## Exercise
Please convert every line of the items below into a Markdown table with the columns Row and Line, numbering each row and dropping blank lines. Leave the pictures out of the table.

• • • • • • •

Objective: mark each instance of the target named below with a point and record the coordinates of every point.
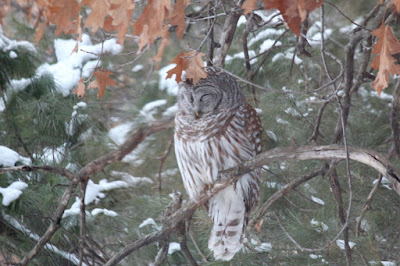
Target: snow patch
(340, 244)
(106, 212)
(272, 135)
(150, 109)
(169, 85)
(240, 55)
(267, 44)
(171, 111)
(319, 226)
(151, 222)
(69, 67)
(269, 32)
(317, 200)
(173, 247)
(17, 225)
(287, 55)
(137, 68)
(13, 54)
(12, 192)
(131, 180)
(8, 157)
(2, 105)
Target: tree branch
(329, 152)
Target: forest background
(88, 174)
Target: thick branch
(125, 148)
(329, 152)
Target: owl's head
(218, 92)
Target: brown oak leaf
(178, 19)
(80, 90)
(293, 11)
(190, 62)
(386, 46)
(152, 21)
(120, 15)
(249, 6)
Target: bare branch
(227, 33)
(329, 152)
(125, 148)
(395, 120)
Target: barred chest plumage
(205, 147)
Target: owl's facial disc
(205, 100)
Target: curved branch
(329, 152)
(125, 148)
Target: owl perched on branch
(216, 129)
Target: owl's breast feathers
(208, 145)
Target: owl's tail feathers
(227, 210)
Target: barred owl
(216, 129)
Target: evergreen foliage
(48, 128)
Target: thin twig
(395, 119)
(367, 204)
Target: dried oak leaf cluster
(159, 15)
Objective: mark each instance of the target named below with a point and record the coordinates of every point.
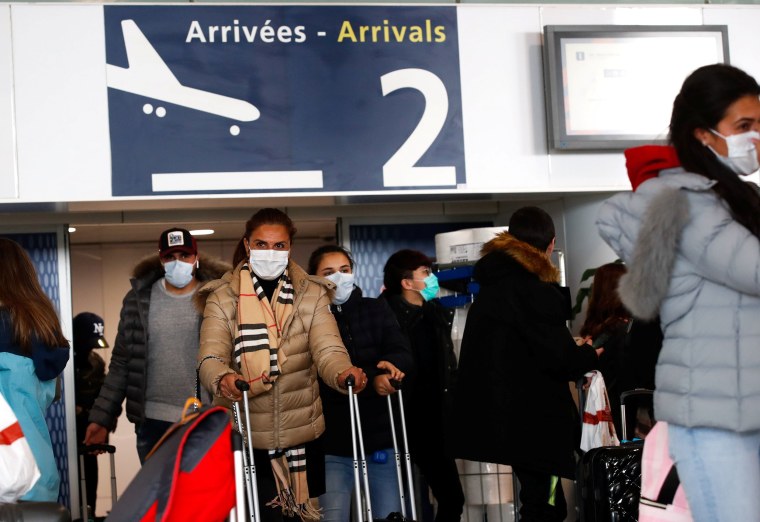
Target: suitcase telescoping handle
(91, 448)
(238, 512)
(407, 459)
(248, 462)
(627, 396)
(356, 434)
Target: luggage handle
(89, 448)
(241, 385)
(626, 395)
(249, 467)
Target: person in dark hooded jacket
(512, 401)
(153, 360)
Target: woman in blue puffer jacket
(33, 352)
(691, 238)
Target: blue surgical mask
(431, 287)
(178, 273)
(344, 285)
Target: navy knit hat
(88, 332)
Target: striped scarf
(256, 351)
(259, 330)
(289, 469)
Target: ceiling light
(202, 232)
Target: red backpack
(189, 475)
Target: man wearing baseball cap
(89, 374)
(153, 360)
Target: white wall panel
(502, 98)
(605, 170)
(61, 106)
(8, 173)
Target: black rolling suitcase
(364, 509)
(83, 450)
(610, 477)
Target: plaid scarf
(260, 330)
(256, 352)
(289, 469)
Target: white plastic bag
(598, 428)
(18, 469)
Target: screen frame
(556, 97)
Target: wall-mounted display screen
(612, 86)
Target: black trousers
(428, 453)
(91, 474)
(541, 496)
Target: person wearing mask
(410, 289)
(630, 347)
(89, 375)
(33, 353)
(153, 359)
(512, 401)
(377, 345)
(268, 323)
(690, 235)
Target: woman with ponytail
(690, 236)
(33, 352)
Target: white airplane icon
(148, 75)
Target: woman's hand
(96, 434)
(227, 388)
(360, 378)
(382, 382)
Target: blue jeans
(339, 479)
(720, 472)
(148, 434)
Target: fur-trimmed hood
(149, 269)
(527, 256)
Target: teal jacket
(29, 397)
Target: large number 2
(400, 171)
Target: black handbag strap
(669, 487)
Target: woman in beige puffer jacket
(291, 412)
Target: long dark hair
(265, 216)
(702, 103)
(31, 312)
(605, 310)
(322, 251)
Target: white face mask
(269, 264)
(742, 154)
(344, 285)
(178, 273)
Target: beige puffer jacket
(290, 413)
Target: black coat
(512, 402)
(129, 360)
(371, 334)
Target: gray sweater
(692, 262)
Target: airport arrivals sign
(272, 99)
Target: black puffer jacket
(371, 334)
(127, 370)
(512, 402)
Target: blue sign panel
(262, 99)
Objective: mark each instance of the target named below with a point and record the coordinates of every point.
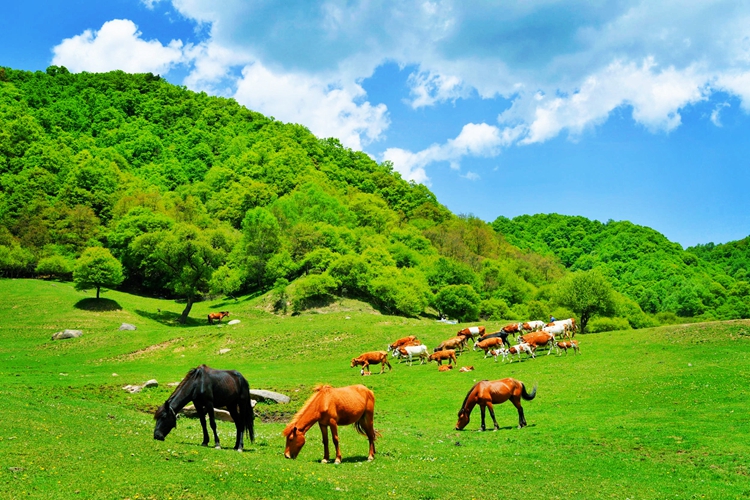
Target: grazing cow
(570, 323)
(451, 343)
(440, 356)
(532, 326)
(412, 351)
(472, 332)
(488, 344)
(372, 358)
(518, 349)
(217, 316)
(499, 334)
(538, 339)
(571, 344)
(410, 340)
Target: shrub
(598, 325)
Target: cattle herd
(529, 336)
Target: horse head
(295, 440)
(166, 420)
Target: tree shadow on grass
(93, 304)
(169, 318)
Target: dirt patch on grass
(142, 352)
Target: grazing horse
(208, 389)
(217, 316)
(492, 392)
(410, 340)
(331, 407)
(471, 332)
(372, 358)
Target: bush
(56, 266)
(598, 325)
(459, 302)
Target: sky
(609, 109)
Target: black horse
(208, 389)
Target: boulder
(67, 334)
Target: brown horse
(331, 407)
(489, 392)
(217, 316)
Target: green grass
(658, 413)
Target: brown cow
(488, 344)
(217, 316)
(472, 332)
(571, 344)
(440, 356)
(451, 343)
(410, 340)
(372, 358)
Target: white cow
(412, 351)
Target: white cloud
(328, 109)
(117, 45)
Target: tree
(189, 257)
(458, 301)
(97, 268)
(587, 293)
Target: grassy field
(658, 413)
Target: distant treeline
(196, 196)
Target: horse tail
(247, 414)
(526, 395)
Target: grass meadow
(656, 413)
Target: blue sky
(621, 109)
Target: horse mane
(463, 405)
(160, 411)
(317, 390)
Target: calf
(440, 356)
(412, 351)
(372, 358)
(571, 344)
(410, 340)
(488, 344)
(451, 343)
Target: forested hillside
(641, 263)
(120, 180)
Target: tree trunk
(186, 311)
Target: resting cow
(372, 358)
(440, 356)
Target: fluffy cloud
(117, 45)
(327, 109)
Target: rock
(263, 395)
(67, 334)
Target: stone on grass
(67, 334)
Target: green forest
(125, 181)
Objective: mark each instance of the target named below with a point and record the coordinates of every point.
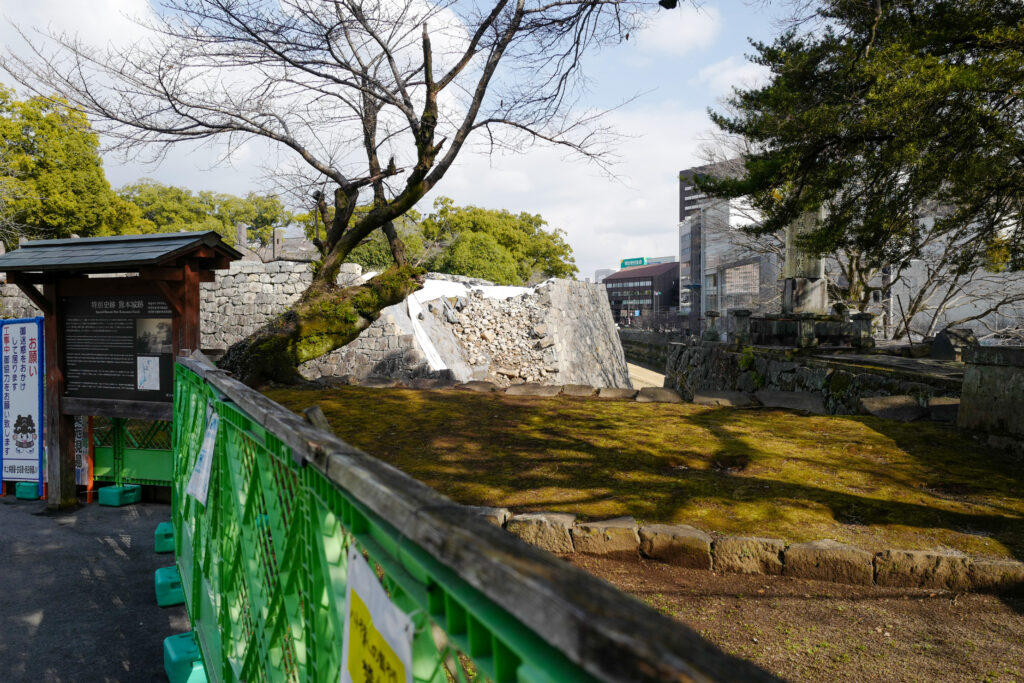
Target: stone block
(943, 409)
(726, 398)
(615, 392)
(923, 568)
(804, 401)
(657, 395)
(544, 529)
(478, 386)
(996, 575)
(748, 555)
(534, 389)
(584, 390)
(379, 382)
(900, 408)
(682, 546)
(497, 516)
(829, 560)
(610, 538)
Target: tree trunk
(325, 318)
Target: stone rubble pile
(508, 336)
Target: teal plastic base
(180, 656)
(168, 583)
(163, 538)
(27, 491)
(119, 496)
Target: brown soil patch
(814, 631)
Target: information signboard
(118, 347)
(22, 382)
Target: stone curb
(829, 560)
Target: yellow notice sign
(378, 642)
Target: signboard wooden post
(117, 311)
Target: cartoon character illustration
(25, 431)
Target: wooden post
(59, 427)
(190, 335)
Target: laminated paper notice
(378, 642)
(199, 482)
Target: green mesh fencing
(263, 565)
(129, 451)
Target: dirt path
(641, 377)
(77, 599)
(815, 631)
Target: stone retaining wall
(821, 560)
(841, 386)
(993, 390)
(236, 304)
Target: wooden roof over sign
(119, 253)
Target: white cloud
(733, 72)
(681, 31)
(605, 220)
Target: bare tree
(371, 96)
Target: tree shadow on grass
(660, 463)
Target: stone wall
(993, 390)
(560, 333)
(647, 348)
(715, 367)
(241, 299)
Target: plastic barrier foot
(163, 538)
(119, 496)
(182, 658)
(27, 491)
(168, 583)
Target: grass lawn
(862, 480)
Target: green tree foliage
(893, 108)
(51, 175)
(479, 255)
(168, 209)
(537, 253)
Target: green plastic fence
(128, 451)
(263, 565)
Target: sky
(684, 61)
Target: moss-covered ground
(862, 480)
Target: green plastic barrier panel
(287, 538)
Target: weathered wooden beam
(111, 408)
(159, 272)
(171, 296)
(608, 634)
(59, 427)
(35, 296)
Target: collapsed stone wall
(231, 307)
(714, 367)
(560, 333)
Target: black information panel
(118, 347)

• • • • • • •

## Worked solution
| Row | Line |
|---|---|
| 1 | Objective: mark each instance of the target named below with a point and record the coordinates of every point. |
| 2 | Target: snow patch |
| 3 | (340, 244) |
| 4 | (106, 212) |
| 5 | (272, 135) |
| 6 | (150, 109) |
| 7 | (169, 85) |
| 8 | (240, 55) |
| 9 | (267, 44) |
| 10 | (171, 111) |
| 11 | (319, 226) |
| 12 | (151, 222) |
| 13 | (69, 67) |
| 14 | (269, 32) |
| 15 | (317, 200) |
| 16 | (173, 247) |
| 17 | (17, 225) |
| 18 | (287, 55) |
| 19 | (137, 68) |
| 20 | (13, 54) |
| 21 | (12, 192) |
| 22 | (131, 180) |
| 23 | (8, 157) |
| 24 | (2, 105) |
| 25 | Target: tree branch |
| 26 | (329, 152) |
| 27 | Target: forest background |
| 28 | (88, 174) |
| 29 | Target: thick branch |
| 30 | (125, 148) |
| 31 | (329, 152) |
| 32 | Target: owl's head |
| 33 | (218, 92) |
| 34 | Target: brown oak leaf |
| 35 | (178, 19) |
| 36 | (80, 90) |
| 37 | (293, 11) |
| 38 | (190, 62) |
| 39 | (386, 46) |
| 40 | (152, 21) |
| 41 | (120, 15) |
| 42 | (249, 6) |
| 43 | Target: bare branch |
| 44 | (227, 33) |
| 45 | (329, 152) |
| 46 | (125, 148) |
| 47 | (395, 120) |
| 48 | Target: barred chest plumage |
| 49 | (205, 147) |
| 50 | Target: owl's facial disc |
| 51 | (205, 100) |
| 52 | Target: curved branch |
| 53 | (329, 152) |
| 54 | (125, 148) |
| 55 | Target: owl perched on branch |
| 56 | (216, 129) |
| 57 | Target: owl's breast feathers |
| 58 | (208, 145) |
| 59 | Target: owl's tail feathers |
| 60 | (227, 210) |
| 61 | Target: barred owl |
| 62 | (216, 129) |
| 63 | Target: evergreen foliage |
| 64 | (48, 128) |
| 65 | Target: thin twig |
| 66 | (395, 119) |
| 67 | (367, 204) |
| 68 | Target: dried oak leaf cluster |
| 69 | (159, 15) |
| 70 | Objective: mark each instance of the target named below with a point and record the coordinates of every point. |
| 71 | Target: suitcase telescoping handle |
| 72 | (91, 448) |
| 73 | (238, 512) |
| 74 | (407, 459) |
| 75 | (248, 462) |
| 76 | (627, 396) |
| 77 | (356, 434) |
| 78 | Target: luggage handle |
| 79 | (89, 448) |
| 80 | (241, 385) |
| 81 | (626, 395) |
| 82 | (249, 467) |
| 83 | Target: person in dark hooded jacket |
| 84 | (512, 401) |
| 85 | (153, 360) |
| 86 | Target: woman in blue puffer jacket |
| 87 | (33, 352) |
| 88 | (691, 238) |
| 89 | Target: blue surgical mask |
| 90 | (431, 287) |
| 91 | (178, 273) |
| 92 | (344, 285) |
| 93 | Target: navy knit hat |
| 94 | (88, 332) |
| 95 | Target: striped scarf |
| 96 | (256, 351) |
| 97 | (259, 330) |
| 98 | (289, 469) |
| 99 | Target: ceiling light |
| 100 | (202, 232) |
| 101 | Target: red backpack |
| 102 | (189, 475) |
| 103 | Target: man wearing baseball cap |
| 104 | (89, 374) |
| 105 | (153, 360) |
| 106 | Target: white wall panel |
| 107 | (502, 98) |
| 108 | (605, 170) |
| 109 | (61, 106) |
| 110 | (8, 173) |
| 111 | Target: black rolling suitcase |
| 112 | (364, 509) |
| 113 | (83, 450) |
| 114 | (610, 477) |
| 115 | Target: plaid scarf |
| 116 | (260, 330) |
| 117 | (256, 352) |
| 118 | (289, 469) |
| 119 | Target: white plastic bag |
| 120 | (598, 428) |
| 121 | (18, 469) |
| 122 | Target: screen frame |
| 123 | (556, 97) |
| 124 | Target: wall-mounted display screen |
| 125 | (612, 86) |
| 126 | Target: black trousers |
| 127 | (428, 453) |
| 128 | (91, 474) |
| 129 | (541, 496) |
| 130 | Target: person wearing mask |
| 131 | (410, 289) |
| 132 | (630, 347) |
| 133 | (89, 375) |
| 134 | (33, 353) |
| 135 | (153, 359) |
| 136 | (512, 401) |
| 137 | (377, 345) |
| 138 | (268, 323) |
| 139 | (690, 235) |
| 140 | Target: woman with ponytail |
| 141 | (690, 236) |
| 142 | (33, 352) |
| 143 | Target: white airplane icon |
| 144 | (148, 75) |
| 145 | Target: woman's hand |
| 146 | (96, 434) |
| 147 | (227, 388) |
| 148 | (360, 378) |
| 149 | (382, 382) |
| 150 | Target: blue jeans |
| 151 | (339, 479) |
| 152 | (720, 472) |
| 153 | (148, 434) |
| 154 | Target: fur-trimmed hood |
| 155 | (149, 269) |
| 156 | (527, 256) |
| 157 | Target: teal jacket |
| 158 | (29, 397) |
| 159 | Target: large number 2 |
| 160 | (400, 171) |
| 161 | Target: black handbag strap |
| 162 | (669, 487) |
| 163 | Target: woman in beige puffer jacket |
| 164 | (291, 412) |
| 165 | Target: long dark hair |
| 166 | (265, 216) |
| 167 | (702, 103) |
| 168 | (31, 312) |
| 169 | (605, 310) |
| 170 | (322, 251) |
| 171 | Target: white face mask |
| 172 | (269, 264) |
| 173 | (742, 154) |
| 174 | (344, 285) |
| 175 | (178, 273) |
| 176 | Target: beige puffer jacket |
| 177 | (290, 413) |
| 178 | Target: black coat |
| 179 | (512, 402) |
| 180 | (129, 360) |
| 181 | (371, 334) |
| 182 | Target: gray sweater |
| 183 | (692, 262) |
| 184 | Target: airport arrivals sign |
| 185 | (272, 99) |
| 186 | Target: black puffer jacket |
| 187 | (371, 334) |
| 188 | (127, 370) |
| 189 | (512, 402) |
| 190 | Target: blue sign panel |
| 191 | (262, 99) |
| 192 | Objective: mark each instance of the target named below with a point and record the coordinates of every point. |
| 193 | Target: grazing cow |
| 194 | (570, 323) |
| 195 | (451, 343) |
| 196 | (440, 356) |
| 197 | (532, 326) |
| 198 | (412, 351) |
| 199 | (472, 332) |
| 200 | (488, 344) |
| 201 | (372, 358) |
| 202 | (518, 349) |
| 203 | (217, 316) |
| 204 | (499, 334) |
| 205 | (538, 339) |
| 206 | (571, 344) |
| 207 | (410, 340) |
| 208 | Target: shrub |
| 209 | (598, 325) |
| 210 | Target: cattle herd |
| 211 | (529, 336) |
| 212 | Target: horse head |
| 213 | (295, 440) |
| 214 | (166, 420) |
| 215 | Target: tree shadow on grass |
| 216 | (93, 304) |
| 217 | (169, 318) |
| 218 | Target: dirt patch on grass |
| 219 | (142, 352) |
| 220 | Target: grazing horse |
| 221 | (208, 389) |
| 222 | (217, 316) |
| 223 | (492, 392) |
| 224 | (410, 340) |
| 225 | (331, 407) |
| 226 | (471, 332) |
| 227 | (372, 358) |
| 228 | Target: bush |
| 229 | (56, 266) |
| 230 | (598, 325) |
| 231 | (459, 302) |
| 232 | Target: sky |
| 233 | (609, 109) |
| 234 | Target: black horse |
| 235 | (208, 389) |
| 236 | Target: boulder |
| 237 | (67, 334) |
| 238 | Target: brown horse |
| 239 | (331, 407) |
| 240 | (489, 392) |
| 241 | (217, 316) |
| 242 | Target: green grass |
| 243 | (658, 413) |
| 244 | Target: brown cow |
| 245 | (488, 344) |
| 246 | (217, 316) |
| 247 | (472, 332) |
| 248 | (571, 344) |
| 249 | (440, 356) |
| 250 | (451, 343) |
| 251 | (410, 340) |
| 252 | (372, 358) |
| 253 | Target: white cow |
| 254 | (412, 351) |
| 255 | Target: white cloud |
| 256 | (328, 109) |
| 257 | (117, 45) |
| 258 | Target: tree |
| 259 | (189, 257) |
| 260 | (458, 301) |
| 261 | (97, 268) |
| 262 | (587, 293) |
| 263 | Target: grassy field |
| 264 | (658, 413) |
| 265 | Target: distant treeline |
| 266 | (196, 196) |
| 267 | Target: horse tail |
| 268 | (247, 414) |
| 269 | (526, 395) |
| 270 | Target: grass meadow |
| 271 | (656, 413) |
| 272 | Target: blue sky |
| 273 | (621, 109) |
| 274 | Target: horse mane |
| 275 | (463, 405) |
| 276 | (160, 411) |
| 277 | (317, 390) |
| 278 | Target: calf |
| 279 | (440, 356) |
| 280 | (412, 351) |
| 281 | (372, 358) |
| 282 | (571, 344) |
| 283 | (410, 340) |
| 284 | (488, 344) |
| 285 | (451, 343) |
| 286 | Target: forested hillside |
| 287 | (641, 263) |
| 288 | (120, 180) |
| 289 | Target: tree trunk |
| 290 | (186, 311) |
| 291 | Target: resting cow |
| 292 | (372, 358) |
| 293 | (440, 356) |
| 294 | Target: fluffy cloud |
| 295 | (117, 45) |
| 296 | (327, 109) |
| 297 | Target: rock |
| 298 | (263, 395) |
| 299 | (67, 334) |
| 300 | Target: stone on grass |
| 301 | (67, 334) |
| 302 | Target: green forest |
| 303 | (125, 181) |
| 304 | Objective: mark each instance of the target named below with a point and record the coordinates of every point. |
| 305 | Target: stone block |
| 306 | (943, 409) |
| 307 | (726, 398) |
| 308 | (615, 392) |
| 309 | (923, 568) |
| 310 | (804, 401) |
| 311 | (657, 395) |
| 312 | (544, 529) |
| 313 | (478, 386) |
| 314 | (996, 575) |
| 315 | (748, 555) |
| 316 | (534, 389) |
| 317 | (584, 390) |
| 318 | (379, 382) |
| 319 | (900, 408) |
| 320 | (682, 546) |
| 321 | (497, 516) |
| 322 | (829, 560) |
| 323 | (610, 538) |
| 324 | Target: tree trunk |
| 325 | (325, 318) |
| 326 | Target: stone rubble pile |
| 327 | (508, 336) |
| 328 | Target: teal plastic base |
| 329 | (180, 656) |
| 330 | (168, 583) |
| 331 | (163, 538) |
| 332 | (27, 491) |
| 333 | (119, 496) |
| 334 | Target: brown soil patch |
| 335 | (814, 631) |
| 336 | Target: information signboard |
| 337 | (118, 347) |
| 338 | (22, 382) |
| 339 | Target: stone curb |
| 340 | (829, 560) |
| 341 | Target: yellow notice sign |
| 342 | (378, 642) |
| 343 | Target: signboard wooden post |
| 344 | (117, 311) |
| 345 | Target: cartoon character illustration |
| 346 | (25, 431) |
| 347 | Target: wooden post |
| 348 | (59, 427) |
| 349 | (190, 335) |
| 350 | Target: laminated paper notice |
| 351 | (378, 642) |
| 352 | (199, 482) |
| 353 | Target: green mesh fencing |
| 354 | (263, 565) |
| 355 | (129, 451) |
| 356 | Target: dirt path |
| 357 | (641, 377) |
| 358 | (77, 599) |
| 359 | (815, 631) |
| 360 | Target: stone retaining wall |
| 361 | (821, 560) |
| 362 | (841, 386) |
| 363 | (993, 390) |
| 364 | (236, 304) |
| 365 | Target: wooden roof over sign |
| 366 | (119, 253) |
| 367 | Target: white cloud |
| 368 | (733, 72) |
| 369 | (681, 31) |
| 370 | (605, 220) |
| 371 | Target: bare tree |
| 372 | (371, 96) |
| 373 | Target: tree shadow on grass |
| 374 | (660, 463) |
| 375 | Target: stone wall |
| 376 | (993, 390) |
| 377 | (560, 333) |
| 378 | (647, 348) |
| 379 | (715, 367) |
| 380 | (241, 299) |
| 381 | Target: plastic barrier foot |
| 382 | (163, 538) |
| 383 | (119, 496) |
| 384 | (182, 658) |
| 385 | (27, 491) |
| 386 | (168, 583) |
| 387 | Target: grass lawn |
| 388 | (862, 480) |
| 389 | Target: green tree foliage |
| 390 | (893, 108) |
| 391 | (51, 175) |
| 392 | (479, 255) |
| 393 | (168, 209) |
| 394 | (537, 253) |
| 395 | Target: green plastic fence |
| 396 | (128, 451) |
| 397 | (263, 565) |
| 398 | Target: sky |
| 399 | (684, 61) |
| 400 | Target: moss-covered ground |
| 401 | (862, 480) |
| 402 | Target: green plastic barrier panel |
| 403 | (287, 538) |
| 404 | Target: weathered wooden beam |
| 405 | (111, 408) |
| 406 | (159, 272) |
| 407 | (171, 296) |
| 408 | (608, 634) |
| 409 | (59, 427) |
| 410 | (35, 296) |
| 411 | Target: collapsed stone wall |
| 412 | (231, 307) |
| 413 | (714, 367) |
| 414 | (560, 333) |
| 415 | Target: black information panel |
| 416 | (118, 347) |